## Reading passage
C. THAT, IN ANY EVENT, AND WITHOUT PREJUDICE TO THE FOREGOING, THE HONORABLE COURT OF AP[P]EALS COMMITTED A REVERSIBLE ERROR WHEN, IN DENYING THE PETITION FOR LAND REGISTRATION, IT FAILED TO CONSIDER PETITIONER'S EXHIBIT 'A' WHICH WAS FORMALLY OFFERED TO PROVE THAT THE SUBJECT PROPERTY WAS DISPOSIBLE [sic] AND ALIENABLE TO WHICH THE RESPONDENT MADE NO OBJECTION[.]

D. THAT FURTHER, AND WITHOUT PREJUDICE TO THE FOREGOING, THE HONORABLE COURT OF APPEALS COMMITTED A REVERSIBLE ERROR WHEN, IN DENYING THE PETITION FOR LAND REGISTRATION, IT FAILED TO CONSIDER THE SUPPORTING EVIDENCE THEREFOR, AGAIN, WITHOUT OBJECTION FROM THE RESPONDENT, THEREBY DEPRIVING PETITIONER OF HER FUNDAMENTAL RIGHT TO DUE PROCESS OF LAW.[10]

The Ruling of the Court

Essentially, Dumo argues that the CA committed a reversible error because (1) the issue of whether she was in open, continuous, exclusive and notorious possession of the land since 12 June 1945 was not an issue in the RTC; (2) the requirement of possession and occupation from 12 June 1945 is not essential to her application since she has acquired title over the land by prescription; (3) she has proven that the land applied for has already been declared alienable and disposable; and (4) her right to due process was violated since the issues considered by the CA were not properly raised during the trial.

We find that none of Dumo's arguments deserve any merit.

Going beyond the issues raised in the RTC and due process of law

Dumo argues that the issue of whether the possession started on 12 June 1945 or earlier was never raised in the RTC. She also argues that no issue was raised as to whether or not the land that she seeks to register is alienable and disposable. Thus, Dumo argues that the CA erred, and also violated her right to due process, when it considered these issues in determining whether or not the application for land registration should be granted.

We do not agree.

In an application for land registration, it is elementary that the applicant has the burden of proving, by clear, positive and convincing evidence, that her alleged possession and occupation were of the nature and duration required by law.[11] Thus, it was upon Dumo to prove that she and her predecessors-in-interest possessed and occupied the land sought to be registered in the nature and duration required by law.

Dumo cannot validly argue that she was not afforded due process when the CA considered to review the evidence she herself offered to support her application for land registration. On the contrary, she was given every opportunity to submit the documents to establish her right to register the land. She simply failed to do so.

When Dumo filed with the RTC the application for registration of her land, she was asking the RTC to confirm her incomplete title. The requirements for judicial confirmation of imperfect title are found in Section 14 of Presidential Decree No. 1529 (PD No. 1529), which provides:

Section 14. Who may apply. The following persons may file in the proper Court of First Instance an application for registration of title to land, whether personally or through their duly authorized representatives:

(1) Those who by themselves or through their predecessors-in-interest have been in open, continuous, exclusive and notorious possession and occupation of alienable and disposable lands of the public domain under a bona fide claim of ownership since June 12, 1945, or earlier.

(2) Those who have acquired ownership of private lands by prescription under the provision of existing laws.

(3) Those who have acquired ownership of private lands or abandoned river beds by right of accession or accretion under the existing laws.

(4) Those who have acquired ownership of land in any other manner provided for by law.

x x x x

Thus, it is necessary in an application for land registration that the court determines whether or not an applicant fulfills the requirements under any of the paragraphs of Section 14 of PD No. 1529.

## Records shown

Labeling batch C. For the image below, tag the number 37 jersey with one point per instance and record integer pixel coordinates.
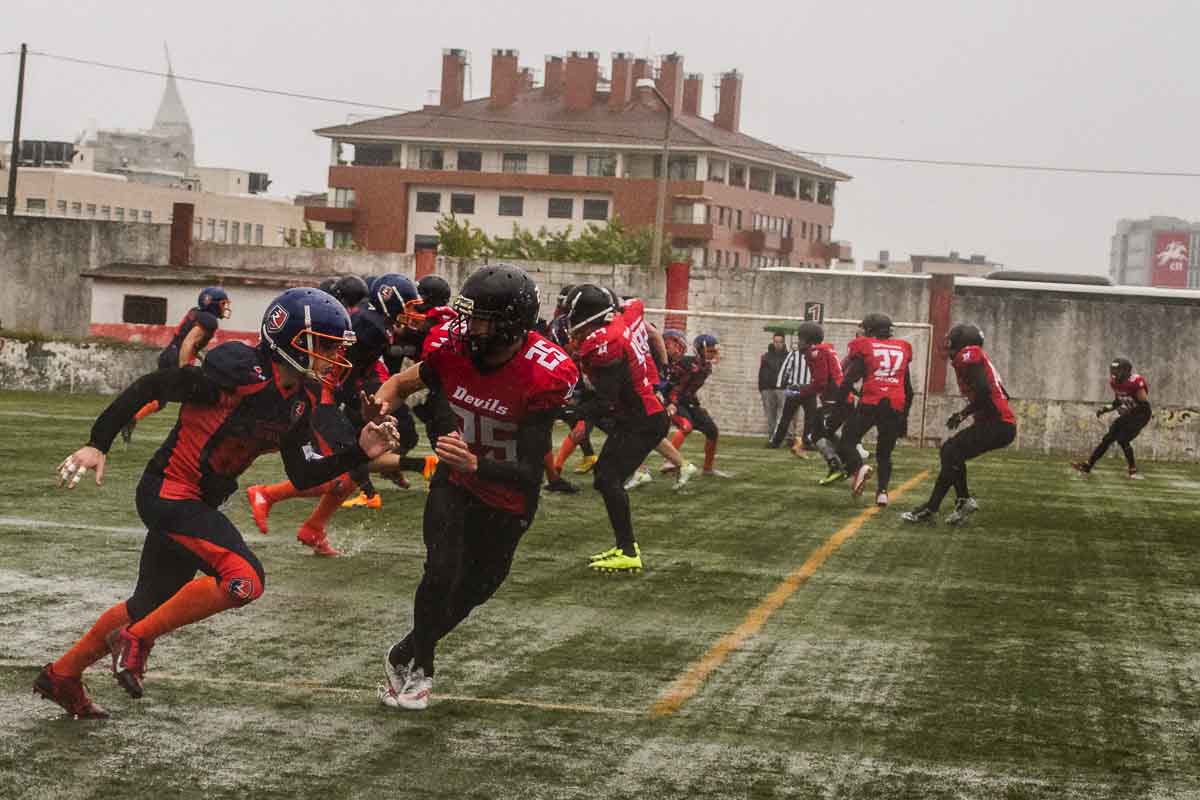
(490, 408)
(887, 364)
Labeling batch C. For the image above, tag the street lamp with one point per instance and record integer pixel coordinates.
(660, 210)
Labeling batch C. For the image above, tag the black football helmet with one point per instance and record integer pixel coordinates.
(876, 325)
(502, 295)
(586, 305)
(1121, 368)
(963, 335)
(349, 290)
(809, 334)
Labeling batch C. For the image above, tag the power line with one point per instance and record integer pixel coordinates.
(767, 150)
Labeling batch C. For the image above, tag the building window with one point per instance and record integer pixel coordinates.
(511, 205)
(471, 161)
(514, 162)
(430, 158)
(603, 166)
(595, 209)
(141, 310)
(562, 164)
(429, 202)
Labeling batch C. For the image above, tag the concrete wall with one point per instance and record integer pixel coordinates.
(41, 262)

## Requirement 1
From the land registration ruling, list every category of person that Section 14 of PD No. 1529 allows to file an application for registration of title to land.
## Requirement 2
Answer these questions using the land registration ruling:
(a) Which of the petitioner's exhibits was formally offered to prove that the property was disposable and alienable?
(b) By what kind of evidence must an applicant for land registration prove the nature and duration of her possession and occupation?
(c) Under the first paragraph of Section 14, since what date must possession and occupation have begun?

## Exercise answer 1
1. Those who, by themselves or through their predecessors-in-interest, have been in open, continuous, exclusive and notorious possession and occupation of alienable and disposable lands of the public domain under a bona fide claim of ownership since June 12, 1945, or earlier.
2. Those who have acquired ownership of private lands by prescription under existing laws.
3. Those who have acquired ownership of private lands or abandoned river beds by right of accession or accretion under existing laws.
4. Those who have acquired ownership of land in any other manner provided for by law.

## Exercise answer 2
(a) Exhibit 'A'.
(b) By clear, positive and convincing evidence.
(c) Since June 12, 1945, or earlier.